* [EXTRACTED TEXT]
11:30 Tue Jan 31 2012
MSN NZ

It’s billed as a bachelor’s dream job — being paid $70k annually to "partake of sexual services" at brothels in NSW on behalf of local councils.

An advertisement for the job as a "Brothel Buster Investigator", placed by Lyonswood Investigations and Forensic Group in Sydney, was published in My Career in late January.

Applicants were required to be unmarried and preferably single, to be willing to have protected sexual intercourse with prostitutes and to provide sworn evidence in court.

Lyonswood operations manager Lachlan Jarvis told ninemsn it was a completely legal service the company had provided for local councils in NSW for many years.

Councils hire the investigator to visit suspected illegal brothels and gather evidence to prove they are offering sexual services, Mr Jarvis said.

"Some [jobs] require the offering of sexual services, some actually require the partaking of sexual services … because it is considered the most convincing evidence," he said.

Lyonswood, which is based in the Sydney suburb of Drummoyne, conducts about 10 to 20 brothel investigations each year, and the job often puts investigators in situations most people only see in movies.

"We have a filing cabinet of cases that would blow you away," Mr Jarvis said.

He recalled one incident years ago when an investigator rigged up a hidden camera in a bolo tie to film two prostitutes performing sex acts on a stage.

"It was all going swimmingly, we were getting the evidence, until shortly into the performance the camera malfunctioned and smoke started coming from the string tie," he said.

"We looked down and the camera had caught fire, the investigator obviously beat a hasty retreat — it gives a whole new meaning to the term hot under the collar."

Investigators often come across other illegal activity at the brothels, including sex trafficking, weapons, improper fire exits, breaches of health and safety and incorrect disposal of waste, Mr Jarvis said.

Not surprisingly, Mr Jarvis said the ad proved popular with Sydney job seekers.

"We had dozens [of people] if not more than that apply, it was certainly a popular job," he said, "the perfect job for a male."

Applicants were required to have a private investigator licence, awareness of occupational health and safety, and good command of written and spoken English.

Mr Jarvis said the position had since been filled.

* [TASK INSTRUCTIONS] Transcribe the passage of the news item on the brothel investigator job, beginning at the words "An advertisement for" and stopping after "for many years.".

* [MATERIAL PROVIDED]
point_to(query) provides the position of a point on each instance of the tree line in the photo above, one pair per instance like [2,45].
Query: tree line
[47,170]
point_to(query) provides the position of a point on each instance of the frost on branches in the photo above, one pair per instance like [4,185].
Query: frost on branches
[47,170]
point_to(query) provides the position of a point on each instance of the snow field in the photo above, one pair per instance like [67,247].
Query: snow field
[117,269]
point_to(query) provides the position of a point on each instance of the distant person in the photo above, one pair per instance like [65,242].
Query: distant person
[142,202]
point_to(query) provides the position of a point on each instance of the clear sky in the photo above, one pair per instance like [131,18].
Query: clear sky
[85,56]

* [FINAL RESULT]
An advertisement for the job as a "Brothel Buster Investigator", placed by Lyonswood Investigations and Forensic Group in Sydney, was published in My Career in late January.

Applicants were required to be unmarried and preferably single, to be willing to have protected sexual intercourse with prostitutes and to provide sworn evidence in court.

Lyonswood operations manager Lachlan Jarvis told ninemsn it was a completely legal service the company had provided for local councils in NSW for many years.